#### ACTIVITY
Your answer should be the line that contains "Teacher note: indicate the white" and each line after it, restated word for word through the final line of the entries.

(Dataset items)

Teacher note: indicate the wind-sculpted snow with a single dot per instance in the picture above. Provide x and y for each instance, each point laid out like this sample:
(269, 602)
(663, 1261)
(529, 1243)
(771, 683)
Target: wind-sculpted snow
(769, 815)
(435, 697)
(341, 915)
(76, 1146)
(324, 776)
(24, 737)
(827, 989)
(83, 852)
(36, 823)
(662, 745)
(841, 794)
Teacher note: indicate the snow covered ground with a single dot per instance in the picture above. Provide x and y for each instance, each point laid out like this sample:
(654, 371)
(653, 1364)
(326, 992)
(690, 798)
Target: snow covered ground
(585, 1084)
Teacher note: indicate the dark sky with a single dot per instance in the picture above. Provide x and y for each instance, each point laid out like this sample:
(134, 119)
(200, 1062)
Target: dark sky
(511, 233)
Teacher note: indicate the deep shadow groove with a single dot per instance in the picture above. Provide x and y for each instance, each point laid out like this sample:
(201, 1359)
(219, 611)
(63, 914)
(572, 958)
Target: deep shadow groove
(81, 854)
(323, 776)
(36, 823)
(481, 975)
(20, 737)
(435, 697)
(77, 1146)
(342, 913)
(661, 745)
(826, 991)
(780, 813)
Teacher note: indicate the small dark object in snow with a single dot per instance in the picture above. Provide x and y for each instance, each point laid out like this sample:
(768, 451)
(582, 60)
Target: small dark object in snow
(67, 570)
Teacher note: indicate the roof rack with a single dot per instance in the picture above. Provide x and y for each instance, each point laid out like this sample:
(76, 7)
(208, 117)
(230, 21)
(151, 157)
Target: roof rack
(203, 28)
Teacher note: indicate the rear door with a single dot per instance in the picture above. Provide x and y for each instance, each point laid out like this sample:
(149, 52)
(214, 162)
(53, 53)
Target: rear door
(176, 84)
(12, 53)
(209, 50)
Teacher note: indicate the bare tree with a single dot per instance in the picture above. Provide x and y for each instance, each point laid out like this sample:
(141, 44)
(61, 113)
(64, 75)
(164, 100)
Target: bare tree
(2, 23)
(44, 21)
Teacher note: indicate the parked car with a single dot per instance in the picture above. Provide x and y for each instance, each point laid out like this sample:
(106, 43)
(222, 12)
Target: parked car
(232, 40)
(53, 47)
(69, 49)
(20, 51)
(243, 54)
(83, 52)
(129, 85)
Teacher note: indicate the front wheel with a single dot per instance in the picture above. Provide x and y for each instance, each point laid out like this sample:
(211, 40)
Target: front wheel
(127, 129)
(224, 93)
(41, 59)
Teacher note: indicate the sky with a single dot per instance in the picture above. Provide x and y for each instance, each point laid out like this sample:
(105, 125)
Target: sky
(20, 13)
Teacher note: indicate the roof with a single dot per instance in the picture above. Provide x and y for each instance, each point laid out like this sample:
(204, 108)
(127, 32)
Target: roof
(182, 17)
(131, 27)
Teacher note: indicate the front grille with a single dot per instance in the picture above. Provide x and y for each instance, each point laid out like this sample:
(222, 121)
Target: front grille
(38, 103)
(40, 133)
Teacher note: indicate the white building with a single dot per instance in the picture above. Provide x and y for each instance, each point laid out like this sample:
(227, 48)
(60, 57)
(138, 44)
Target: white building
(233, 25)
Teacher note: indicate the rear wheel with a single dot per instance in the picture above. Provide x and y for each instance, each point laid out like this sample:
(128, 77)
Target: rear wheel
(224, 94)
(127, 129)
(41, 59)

#### TASK RESULT
Teacher note: indicate the white building with a single dot per instance in the picture above. Provide x and y for each instance, each point laid out like this sample:
(227, 48)
(60, 57)
(138, 44)
Target: white building
(233, 25)
Teacher note: indicate the rear wheel with a single dot per instance in the picture above. Provide x and y for each instance, each point laid out like this sample:
(128, 77)
Target: rear wheel
(224, 94)
(127, 129)
(41, 59)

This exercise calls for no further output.